Yeah. Im pretty hot huh? Form an orderly queue (Didnt I say that last year :roll: )



> *Kaytutt wrote: *Oops I'm late! Happy Birthday Barry, the lavish pressie is in the post <eventually> ccasion4: :tongue2:


Didnt you give me one earlier? :twisted:

Never fear girls (and boys if you like) there is plenty to go around.

Might even save you some cake.

Acutally where is my f ing cake?


----------



## valphil (Sep 5, 2012)

Happy birthday Bazza , your my tonights excuse for an excess of alcohol , think I'll start with a shot of Archers ... Cheers mate


----------



## barryd (May 9, 2008)

> *valphil wrote: *Happy birthday Bazza , your my tonights excuse for an excess of alcohol , think I'll start with a shot of Archers ... Cheers mate


Get it there Phil!! About time someone decided to have a drink with me. Lets get Pished and cause trouble! 

I am assuming its Phil talking. If thats you Val then......


----------



## jo662 (Jul 27, 2010)

:new-bday: Barryd!

I didnt know people lived that long!!


----------



## valphil (Sep 5, 2012)

Her favorite artist there Barry .. apart from the pxss artist she's married to


----------



## Kaytutt (Feb 5, 2013)

> Didnt you give me one earlier? :twisted:


You know me, generous to a fault :wink:


----------



## suedew (May 10, 2005)

Happy birthday Barry hope your are organising another great music meet for the biggie next year.

sue and John


----------



## wobby (May 1, 2005)

49 today! Could have sworn you were older :wink: Happy birthday

Wobby


----------



## barryd (May 9, 2008)

● Short problem 1
Transcribe the birthday thread, starting at "You know me, generous" and ending at "biggie next year.".
● Short problem 2
In the birthday thread, what drink does valphil say they'll start with?

● Recorded information
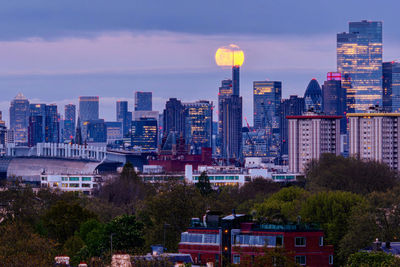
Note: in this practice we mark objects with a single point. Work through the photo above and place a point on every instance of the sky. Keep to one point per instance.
(54, 51)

● Task solution 1
You know me, generous to a fault :wink:


----------



## suedew (May 10, 2005)

Happy birthday Barry hope your are organising another great music meet for the biggie next year.

● Task solution 2
A shot of Archers.